- [Objectif a] Présentez toutes les lignes des enregistrements sous forme de liste numérotée, en omettant les lignes vides.

- [Texte fourni]

Élections sur fond de Brexit
La paix, possible dommage collatéral
Les Irlandais du Nord élisent jeudi leur assemblée régionale, un scrutin anticipé provoqué par la chute de la coalition au pouvoir, sur fond d’accusations de corruption et de Brexit, dans cette province britannique aux équilibres délicats après des décennies de troubles.
Lors du précédent scrutin, en mai 2016, le Parti démocratique unioniste DUP, favorable à l’union avec la Grande-Bretagne, était arrivé en tête avec 38 sièges, devant les nationalistes du Sinn Féin, partisans d’une réunification de l’Irlande (28 sièges), et l’UUP (Unionist Ulster Party, 16 sièges).
Analystes et sondages prévoient une nouvelle victoire du DUP, laissant entière la crise déclenchée par la démission début janvier du vice-premier ministre du Sinn Féin, Martin McGuinness, entraînant celle de la première ministre Arlene Foster, chef du DUP.
Le Sinn Féin reproche à Mme Foster une gestion catastrophique, voire frauduleuse, d’un programme de subventions aux entreprises pour développer les énergies renouvelables, qui aurait coûté des centaines de millions de livres aux contribuables. Michelle O’Neill, qui a remplacé Martin McGuinness à la tête du Sinn Féin, exige le retrait de Mme Foster du gouvernement le temps qu’une enquête soit conduite.
Lors d’un débat télévisé mardi soir, Mme Foster a dénoncé un prétexte. «La raison de cette élection est la volonté du Sinn Féin d’imposer son programme républicain radical en Irlande du Nord », a-t-elle déclaré.
Ce conflit a mis le feu aux poudres, mais n’est pas le seul point de discorde entre les deux partis, qui ont adopté des positions opposées sur le Brexit.

- [Données d'entrée]
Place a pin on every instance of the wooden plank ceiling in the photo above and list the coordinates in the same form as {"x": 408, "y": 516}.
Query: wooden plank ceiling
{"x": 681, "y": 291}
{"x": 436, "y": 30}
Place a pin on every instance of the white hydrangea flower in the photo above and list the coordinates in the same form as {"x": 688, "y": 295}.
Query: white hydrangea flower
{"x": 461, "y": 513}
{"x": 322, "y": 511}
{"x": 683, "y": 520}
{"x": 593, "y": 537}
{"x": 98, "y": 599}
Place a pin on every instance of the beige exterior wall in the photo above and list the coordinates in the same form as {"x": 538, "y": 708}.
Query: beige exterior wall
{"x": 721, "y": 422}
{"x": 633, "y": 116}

- [Objectif b] Selon le texte fourni, combien de sièges le Sinn Féin avait-il obtenus lors du scrutin de mai 2016 ?

- [Résultat complet a]
1. Place a pin on every instance of the wooden plank ceiling in the photo above and list the coordinates in the same form as {"x": 408, "y": 516}.
2. Query: wooden plank ceiling
3. {"x": 681, "y": 291}
4. {"x": 436, "y": 30}
5. Place a pin on every instance of the white hydrangea flower in the photo above and list the coordinates in the same form as {"x": 688, "y": 295}.
6. Query: white hydrangea flower
7. {"x": 461, "y": 513}
8. {"x": 322, "y": 511}
9. {"x": 683, "y": 520}
10. {"x": 593, "y": 537}
11. {"x": 98, "y": 599}
12. Place a pin on every instance of the beige exterior wall in the photo above and list the coordinates in the same form as {"x": 538, "y": 708}.
13. Query: beige exterior wall
14. {"x": 721, "y": 422}
15. {"x": 633, "y": 116}

- [Résultat complet b] 28 sièges.